§ **Text section**:
——
Objective: To investigate the characteristics of airway involvement in relapsing polychondritis (RP).
Methods: The clinical data, including clinical manifestations, respiratory function test, computerized tomography (CT), and bronchoscopy of 38 out of the 56 RP patients who had airway involvement, 20 males and 18 females, with the mean onset age of 45 +/- 11 (27 - 71), and 3 RP patients without airway involvement were retrospectively analyzed. Three patients out of the 16 RP patients who did not have respiratory involvement but underwent respiratory function test, CT, and bronchoscopy were used as controls.
Results: The symptoms of airway involvement included cough, expectoration, hoarseness, feeling of suffocation, asthma, and dyspnea. Obstructive disturbance of ventilation was found in 10 and mixed disturbance of ventilation was seen in 2 of the 18 RP patients with airway involvement. The forced expiratory volume in one second, ratio of forced expiratory volume in one second to forced vital capacity, peak expiratory flow, FEF50/FIF50, and maximal mild-expiratory flow of the patients with airway involvement were 1.4 L +/- 0.23 L, 46.0 +/- 4.86, 3.3 L/s +/- 0.67 L/s, 0.3 +/- 0.08, and 0.4 L/s +/- 0.18 L/s respectively, all significantly lower than those of the RP patients without airway involvement (2.5 L +/- 0.09 L, 83.7 +/- 2.24, 6.9 L/s +/- 0.52 L/s, 1.3 +/- 0.51, and 2.8 L/s +/- 0.73 L/s, all P = 0.01). Flow volume loop showed remarkable decrease of PEF and formation of a plateau in the expiratory phase in the RP patients with airway involvement. CT performed in 27 RP patients with airway involvement showed trachea stenosis in 11, and thickened airway wall in 8 of them. Bronchoscopy performed in 23 patients with airway involvement showed inflammation in 16, destruction of tracheobronchial cartilage in 6, collapsed tracheobronchial wall in 7, tracheal stenosis in 15, left major bronchial stenosis in 13, and right major bronchial stenosis in 12 of them.
Conclusion: Respiratory function test is sensitive in early detection of airway involvement in RP. Bronchoscopy and CT are useful in evaluation of the severity of airway involvement in patients with RP.
——
§ **Excerpted records**:
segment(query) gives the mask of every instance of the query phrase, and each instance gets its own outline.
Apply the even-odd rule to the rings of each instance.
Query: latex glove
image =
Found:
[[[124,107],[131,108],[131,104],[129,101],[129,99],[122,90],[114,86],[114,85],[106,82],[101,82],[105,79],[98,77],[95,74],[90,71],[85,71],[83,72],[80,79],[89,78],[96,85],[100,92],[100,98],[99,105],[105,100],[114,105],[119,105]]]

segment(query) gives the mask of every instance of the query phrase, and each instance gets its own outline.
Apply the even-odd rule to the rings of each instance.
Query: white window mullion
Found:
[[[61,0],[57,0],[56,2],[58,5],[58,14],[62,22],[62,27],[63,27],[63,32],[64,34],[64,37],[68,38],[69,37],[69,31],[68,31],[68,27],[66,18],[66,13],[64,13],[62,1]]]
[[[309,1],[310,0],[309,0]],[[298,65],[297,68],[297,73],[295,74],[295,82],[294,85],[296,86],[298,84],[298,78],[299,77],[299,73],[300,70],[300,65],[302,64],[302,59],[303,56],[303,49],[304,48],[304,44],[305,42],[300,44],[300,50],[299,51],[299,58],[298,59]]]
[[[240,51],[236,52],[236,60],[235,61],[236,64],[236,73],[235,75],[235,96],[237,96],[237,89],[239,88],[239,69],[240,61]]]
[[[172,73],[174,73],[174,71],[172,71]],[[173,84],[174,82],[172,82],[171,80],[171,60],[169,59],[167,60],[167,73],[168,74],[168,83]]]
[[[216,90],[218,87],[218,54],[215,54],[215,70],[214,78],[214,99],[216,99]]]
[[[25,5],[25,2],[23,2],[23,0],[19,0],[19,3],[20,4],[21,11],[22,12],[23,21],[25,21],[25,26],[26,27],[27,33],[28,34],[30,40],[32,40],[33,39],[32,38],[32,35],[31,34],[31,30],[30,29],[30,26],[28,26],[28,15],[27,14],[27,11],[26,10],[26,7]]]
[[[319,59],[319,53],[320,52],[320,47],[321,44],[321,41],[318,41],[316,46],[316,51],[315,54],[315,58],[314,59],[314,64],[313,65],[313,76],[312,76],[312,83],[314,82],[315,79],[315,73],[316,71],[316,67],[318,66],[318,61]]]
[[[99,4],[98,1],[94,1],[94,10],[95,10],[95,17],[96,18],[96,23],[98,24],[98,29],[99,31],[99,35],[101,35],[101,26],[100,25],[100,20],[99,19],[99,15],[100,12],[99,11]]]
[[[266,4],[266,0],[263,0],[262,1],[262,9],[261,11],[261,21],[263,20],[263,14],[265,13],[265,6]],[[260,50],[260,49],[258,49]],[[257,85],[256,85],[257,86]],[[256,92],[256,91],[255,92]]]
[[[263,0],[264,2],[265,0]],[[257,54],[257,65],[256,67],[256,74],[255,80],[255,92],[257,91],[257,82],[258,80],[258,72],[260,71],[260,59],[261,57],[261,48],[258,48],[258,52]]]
——
§ **Problems to solve**:
a – According to the abstract on relapsing polychondritis, in how many of the patients examined by bronchoscopy was tracheal stenosis found?
b – Translate this sentence from the abstract on relapsing polychondritis into Spanish: "Bronchoscopy and CT are useful in evaluation of the severity of airway involvement in patients with RP."
c – Rewrite the paragraph of the abstract on relapsing polychondritis that starts "Results: The symptoms of airway involvement" as a bulleted list, keeping its main facts.

§ **Answer section**:
a – Tracheal stenosis was found in 15 of the 23 patients with airway involvement who had bronchoscopy.

b – La broncoscopia y la TC son útiles para evaluar la gravedad de la afectación de las vías respiratorias en los pacientes con PR.

c –
- Symptoms of airway involvement: cough, expectoration, hoarseness, a feeling of suffocation, asthma, and dyspnea.
- Ventilation: of the 18 RP patients with airway involvement, 10 had obstructive disturbance and 2 had mixed disturbance.
- Lung function: five flow measures, including forced expiratory volume in one second and peak expiratory flow, were all significantly lower than in RP patients without airway involvement (all P = 0.01).
- Flow volume loop: a marked drop in PEF and a plateau in the expiratory phase.
- CT (27 patients): tracheal stenosis in 11 and a thickened airway wall in 8.
- Bronchoscopy (23 patients): inflammation in 16, destruction of tracheobronchial cartilage in 6, a collapsed tracheobronchial wall in 7, tracheal stenosis in 15, left major bronchial stenosis in 13, and right major bronchial stenosis in 12.